How to find an exact string match in a list of folder names

32 views (last 30 days)
Hello erveryone,
I have a problem trying to extract data from a sequence of files, based on exact string names contained within the subfolder names. The problem I have is extracting data to Y_NODE and XY_NODE because contain cannot differentiate between 'Y_High' and 'XY_High' and is extracting all the data into Y_High variable. I have tried contains, matches, strcmp, strfind etc but I cannot get it to match correctly and assign the data to the correct cell array.
I cannot attached the raw data because it is too large, but the list of folder names is attached.
Could someone help please?
pattern = ["No_High1_add_on","X_High1_add_on","Y_High1_add_on","XY_High1_add_on"];
for k = 1:numberOfFolders
% Get this folder and print it out.
thisFolder = listOfFolderNames{k};
if contains(thisFolder,pattern(1))
J = 1;
elseif contains(thisFolder,pattern(2))
J = 2;
elseif contains(thisFolder,pattern(3))
J = 3;
elseif contains(thisFolder,pattern(4))
J = 4;
filePattern = sprintf('%s/*node.csv', thisFolder);
baseFileNames = dir(filePattern);
numberOfImageFiles = length(baseFileNames);
if numberOfImageFiles >= 1
% Go through all those files.

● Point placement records
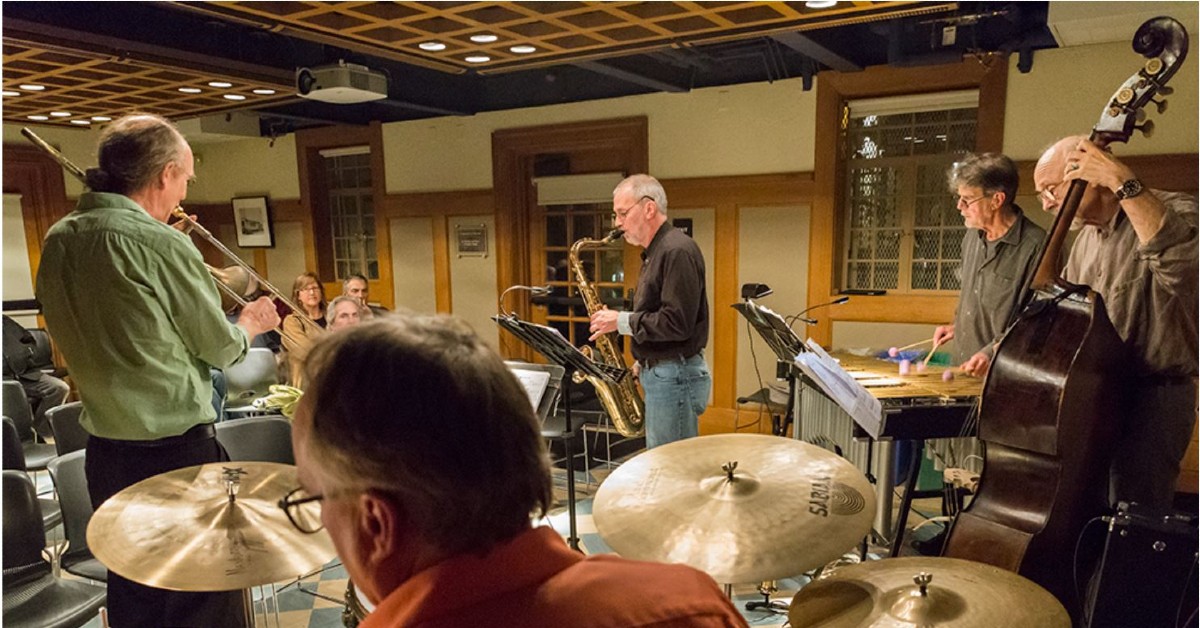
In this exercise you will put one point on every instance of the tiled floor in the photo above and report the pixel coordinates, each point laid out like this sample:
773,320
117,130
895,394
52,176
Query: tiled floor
319,600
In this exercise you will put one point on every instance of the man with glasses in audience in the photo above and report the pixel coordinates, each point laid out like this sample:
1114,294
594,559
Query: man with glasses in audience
1137,247
357,286
1000,250
425,459
669,326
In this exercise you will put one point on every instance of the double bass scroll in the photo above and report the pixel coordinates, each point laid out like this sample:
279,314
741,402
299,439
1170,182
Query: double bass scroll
1049,408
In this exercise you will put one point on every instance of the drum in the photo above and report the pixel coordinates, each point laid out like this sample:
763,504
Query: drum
357,606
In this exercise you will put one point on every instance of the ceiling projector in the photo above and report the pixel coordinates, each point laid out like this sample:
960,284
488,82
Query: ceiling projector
342,83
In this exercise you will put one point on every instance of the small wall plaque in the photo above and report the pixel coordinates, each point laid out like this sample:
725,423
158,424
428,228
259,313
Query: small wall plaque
472,240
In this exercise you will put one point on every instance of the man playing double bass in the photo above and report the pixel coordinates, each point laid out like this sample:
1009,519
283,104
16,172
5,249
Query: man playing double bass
1138,250
139,321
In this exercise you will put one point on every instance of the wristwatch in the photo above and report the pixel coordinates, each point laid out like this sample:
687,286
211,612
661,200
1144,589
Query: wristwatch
1129,189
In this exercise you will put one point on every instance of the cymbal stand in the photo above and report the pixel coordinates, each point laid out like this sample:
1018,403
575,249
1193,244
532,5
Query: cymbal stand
767,587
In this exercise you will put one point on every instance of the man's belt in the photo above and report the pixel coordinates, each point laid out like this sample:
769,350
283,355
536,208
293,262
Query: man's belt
199,432
649,363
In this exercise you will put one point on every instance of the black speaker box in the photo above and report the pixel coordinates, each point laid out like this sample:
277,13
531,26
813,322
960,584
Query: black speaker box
1147,574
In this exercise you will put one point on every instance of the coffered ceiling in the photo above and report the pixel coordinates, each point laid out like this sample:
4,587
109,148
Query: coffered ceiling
97,60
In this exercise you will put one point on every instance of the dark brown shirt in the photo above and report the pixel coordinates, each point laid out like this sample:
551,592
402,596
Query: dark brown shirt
993,275
1149,289
670,317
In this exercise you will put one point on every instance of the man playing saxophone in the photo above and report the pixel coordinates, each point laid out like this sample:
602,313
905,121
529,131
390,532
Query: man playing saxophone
137,316
669,326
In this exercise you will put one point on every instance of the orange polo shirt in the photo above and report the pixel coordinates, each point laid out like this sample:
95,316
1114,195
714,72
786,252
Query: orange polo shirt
534,580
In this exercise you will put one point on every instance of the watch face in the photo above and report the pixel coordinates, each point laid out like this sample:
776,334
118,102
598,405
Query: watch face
1129,189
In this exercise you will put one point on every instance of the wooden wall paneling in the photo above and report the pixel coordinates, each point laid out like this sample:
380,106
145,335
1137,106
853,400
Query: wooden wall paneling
442,263
727,195
39,179
438,207
513,153
318,237
833,90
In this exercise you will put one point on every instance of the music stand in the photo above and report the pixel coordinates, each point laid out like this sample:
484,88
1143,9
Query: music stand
549,342
781,340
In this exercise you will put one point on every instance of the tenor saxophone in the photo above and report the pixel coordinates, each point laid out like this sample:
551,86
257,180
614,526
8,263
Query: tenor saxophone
621,400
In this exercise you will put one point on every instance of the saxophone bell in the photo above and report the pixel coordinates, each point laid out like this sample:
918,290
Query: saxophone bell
613,235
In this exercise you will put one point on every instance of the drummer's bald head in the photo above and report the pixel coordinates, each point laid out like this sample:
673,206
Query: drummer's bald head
419,407
132,153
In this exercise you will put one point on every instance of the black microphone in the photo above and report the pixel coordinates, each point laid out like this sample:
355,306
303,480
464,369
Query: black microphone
814,321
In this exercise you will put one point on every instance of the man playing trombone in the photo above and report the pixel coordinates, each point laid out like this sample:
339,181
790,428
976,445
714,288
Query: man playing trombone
138,318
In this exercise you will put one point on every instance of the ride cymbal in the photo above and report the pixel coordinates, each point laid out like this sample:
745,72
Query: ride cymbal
741,507
181,531
925,591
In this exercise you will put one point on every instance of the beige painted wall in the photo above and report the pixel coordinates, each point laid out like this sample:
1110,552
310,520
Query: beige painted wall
77,145
1067,89
783,233
703,231
473,291
222,172
412,263
761,127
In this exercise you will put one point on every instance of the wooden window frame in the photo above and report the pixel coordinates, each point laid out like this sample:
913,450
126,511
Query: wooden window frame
825,247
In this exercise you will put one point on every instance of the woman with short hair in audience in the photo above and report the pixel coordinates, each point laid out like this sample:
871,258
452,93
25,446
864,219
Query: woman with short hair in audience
300,330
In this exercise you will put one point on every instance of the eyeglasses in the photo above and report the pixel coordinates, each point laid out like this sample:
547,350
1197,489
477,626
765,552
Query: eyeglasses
621,214
1050,195
303,510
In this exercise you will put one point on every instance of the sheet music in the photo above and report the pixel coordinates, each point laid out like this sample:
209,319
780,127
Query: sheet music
845,390
534,382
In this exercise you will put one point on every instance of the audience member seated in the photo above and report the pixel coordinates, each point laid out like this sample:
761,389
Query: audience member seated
43,389
418,504
357,286
299,330
346,311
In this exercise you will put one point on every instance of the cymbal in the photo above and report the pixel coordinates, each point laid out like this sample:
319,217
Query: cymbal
180,531
960,593
790,506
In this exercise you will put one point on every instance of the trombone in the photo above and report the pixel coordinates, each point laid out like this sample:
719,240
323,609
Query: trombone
222,277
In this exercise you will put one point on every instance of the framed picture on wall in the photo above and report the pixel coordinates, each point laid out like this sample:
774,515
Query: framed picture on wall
253,222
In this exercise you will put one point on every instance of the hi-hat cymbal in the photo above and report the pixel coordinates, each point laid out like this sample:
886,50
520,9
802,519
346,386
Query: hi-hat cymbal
741,507
957,592
181,531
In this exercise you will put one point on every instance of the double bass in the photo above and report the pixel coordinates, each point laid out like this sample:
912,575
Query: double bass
1049,407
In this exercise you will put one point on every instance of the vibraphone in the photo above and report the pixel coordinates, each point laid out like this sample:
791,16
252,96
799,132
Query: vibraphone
916,407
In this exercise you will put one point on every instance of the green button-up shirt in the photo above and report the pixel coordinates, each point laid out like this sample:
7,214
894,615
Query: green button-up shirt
993,276
138,318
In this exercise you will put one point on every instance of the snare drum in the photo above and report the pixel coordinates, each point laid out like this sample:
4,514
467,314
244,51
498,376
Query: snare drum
357,606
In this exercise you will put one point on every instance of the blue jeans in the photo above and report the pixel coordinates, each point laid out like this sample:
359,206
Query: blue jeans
676,395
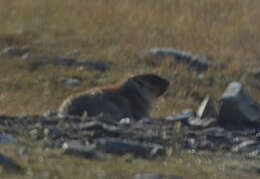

● Your tasks
• A. Answer these about the folder-name thread:
(i) Which functions does the poster say they tried?
(ii) Why was the raw data not attached?
(iii) What string is the third entry of pattern?
• B. Carry on the folder-name thread from the point where it stops.
These records stand apart from the folder-name thread.

● The answers
• A.
(i) contains, matches, strcmp and strfind
(ii) It is too large.
(iii) "Y_High1_add_on"

• B.
for f = 1 : numberOfImageFiles
fullFileName = fullfile(thisFolder, baseFileNames(f).name);
if J == 1
NO_NODE{k} = importdata(fullFileName);
elseif J == 2
X_NODE{k} = importdata(fullFileName);
elseif J == 3
Y_NODE{k} = importdata(fullFileName);
elseif J == 4
XY_NODE{k} = importdata(fullFileName);
fprintf(' Folder %s has no files in it.\n', thisFolder);

Accepted Answer

Guillaume on 16 Mar 2020
Edited: Guillaume on 16 Mar 2020
It's simple to solve: rather than testing first for 'X' then 'Y' then 'XY', test first for 'XY' then 'X' or 'Y' then the other. If the first test pass, then it's guaranteed to be 'XY'.
Note that a bunch of if...elseif... that all do the same thing is usually a bad design. It's not easy to extend to many more patterns. If you had 30 different patterns, would you write 30 different tests. A loop would make the code much simpler:
pattern = ["No_High1_add_on", "XY_High1_add_on", "X_High1_add_on", "Y_High1_add_on"]; %XY pattern MUST precede X and Y pattern since it is a superset
for k = 1:numel(listOfFolderNames)
% Get this folder and print it out.
thisFolder = listOfFolderNames{k};
matchedpattern = 0
for patternindex = 1:numel(pattern)
if contains(thisFolder, pattern(patternindex))
matchedpattern = patternindex;
if matchedpattern == 0, continue, end %no match found
Similarly later on I would not use different named variables to store the data. The design is very likely to end up forcing you to copy a bunch of time each time you want to process each variable, when again a loop would avoid the repetition. I would store the imported file in a cell array of cell arrays:
pattern = ["No_High1_add_on", "XY_High1_add_on", "X_High1_add_on", "Y_High1_add_on"]; %XY pattern MUST precede X and Y pattern since it is a superset
patterndata = cell(size(pattern)); %cell array to store the imported files for each pattern
for k = 1:numel(listOfFolderNames)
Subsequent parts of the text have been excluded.